[Text section]:
- Opening Delimiter -
|Judge Executive, Steve Pendery at a recent Fort Thomas City Council meeting. FTM file.|
Over the past several weeks, rumors have been swirling and misinformation has abounded as to what Brighton Center intends to do with the property they are acquiring at 5161 Skyline Drive in unincorporated Campbell County, the site of the former Campbell Lodge Boys’ Home.
It’s time to lay the facts on the table.
What was a residential treatment facility for boys and young men, run by the Diocese of Covington from the late 1950s until 2012, would become a residential treatment facility for women operated by Brighton Center. Brighton Center is the most trusted and accomplished social service agency in our region, directly touching the lives of 50,000 Northern Kentuckians this past year. They have a purchase agreement, as well as plans to remodel and refurbish the existing buildings on the site, so they can expand their existing Recovery Center for Women in Florence to serve about 50 additional women who are suffering from alcohol and drug use issues.
The Brighton Recovery Center for Women is voluntary, and, to be eligible, the clients must first have detoxified elsewhere. Residents will be regularly drug tested, and, if they fail such a test or fail to follow the precepts of the program, they are asked to leave. Unlike the thousands of substance abusers living among us right now in our neighborhoods across Northern Kentucky who are not undergoing treatment, folks living in the Recovery Center are clean and are working hard to stay that way. It is for these reasons that, in nine years of operation, there has never been a complaint by neighbors against the 100-bed facility that Brighton Center operates in Florence. By the way, there are far more residents and homes in close proximity to the Florence facility than there are near the Campbell Lodge site. That is a better record than the Boys’ Home had.
As you might expect, there has sometimes been wild speculation about what will be proposed for the site, so that, at this point, people are entirely justified in worrying over what might happen there. For instance, there have been folks – who should know better – saying for weeks that the Campbell County site will be used as a methadone clinic or will house a syringe access exchange program. Brighton Recovery Center is not a medical provider, and this program is not such a clinic, nor will Brighton Center operate those sort of programs there.
|This is an advertisement.|
The Brighton Recovery Center in Florence has seen 180 women from Campbell County in its nine years of operation. In the past 15 months, St. Elizabeth’s emergency departments have seen 422 heroin or opiate overdoses alone from those reporting a Campbell County ZIP code. To say that this problem is not affecting all of our communities is just plain wrong.
With an epidemic well underway, with treatment beds in very short supply, the Campbell Lodge site offers the prospect of a much faster, much less expensive response on a property that historically has been devoted to similar purposes and is already properly zoned. Millions of dollars can be saved because there are already buildings on the site built to handle the need, and, certainly, it will take less time to remodel than to build from scratch.
- Closing Delimiter -
[Records supplied]:
- Opening Delimiter -
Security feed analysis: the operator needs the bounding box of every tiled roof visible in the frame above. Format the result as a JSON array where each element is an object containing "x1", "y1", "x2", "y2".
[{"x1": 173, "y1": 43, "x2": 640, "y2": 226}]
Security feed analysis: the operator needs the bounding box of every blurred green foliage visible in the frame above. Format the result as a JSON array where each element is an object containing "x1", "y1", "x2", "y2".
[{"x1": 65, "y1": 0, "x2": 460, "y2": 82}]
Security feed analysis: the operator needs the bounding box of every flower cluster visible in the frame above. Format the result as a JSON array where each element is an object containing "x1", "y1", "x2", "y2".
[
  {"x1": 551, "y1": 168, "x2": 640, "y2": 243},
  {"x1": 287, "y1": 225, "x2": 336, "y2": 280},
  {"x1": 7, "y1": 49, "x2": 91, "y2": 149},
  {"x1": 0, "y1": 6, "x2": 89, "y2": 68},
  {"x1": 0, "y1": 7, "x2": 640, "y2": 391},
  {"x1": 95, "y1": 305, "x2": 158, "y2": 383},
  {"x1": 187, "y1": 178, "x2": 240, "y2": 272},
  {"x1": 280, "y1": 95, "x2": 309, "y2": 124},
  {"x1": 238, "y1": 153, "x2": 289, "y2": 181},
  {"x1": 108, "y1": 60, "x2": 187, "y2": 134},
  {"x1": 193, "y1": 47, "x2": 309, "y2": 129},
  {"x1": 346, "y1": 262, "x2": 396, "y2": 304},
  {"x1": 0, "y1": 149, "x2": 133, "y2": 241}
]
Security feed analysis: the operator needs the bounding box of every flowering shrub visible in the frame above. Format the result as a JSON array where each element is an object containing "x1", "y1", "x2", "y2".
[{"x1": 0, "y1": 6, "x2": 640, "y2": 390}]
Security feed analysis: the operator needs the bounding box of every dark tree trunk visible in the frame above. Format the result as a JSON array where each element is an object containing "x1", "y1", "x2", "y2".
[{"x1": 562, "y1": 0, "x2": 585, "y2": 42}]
- Closing Delimiter -
[Task]: Return the stretch from "The Brighton Recovery Center for" through "Boys’ Home had." in the text on Brighton Center's plans for the Campbell Lodge site, copied word for word.

[Reply to the exercise]:
The Brighton Recovery Center for Women is voluntary, and, to be eligible, the clients must first have detoxified elsewhere. Residents will be regularly drug tested, and, if they fail such a test or fail to follow the precepts of the program, they are asked to leave. Unlike the thousands of substance abusers living among us right now in our neighborhoods across Northern Kentucky who are not undergoing treatment, folks living in the Recovery Center are clean and are working hard to stay that way. It is for these reasons that, in nine years of operation, there has never been a complaint by neighbors against the 100-bed facility that Brighton Center operates in Florence. By the way, there are far more residents and homes in close proximity to the Florence facility than there are near the Campbell Lodge site. That is a better record than the Boys’ Home had.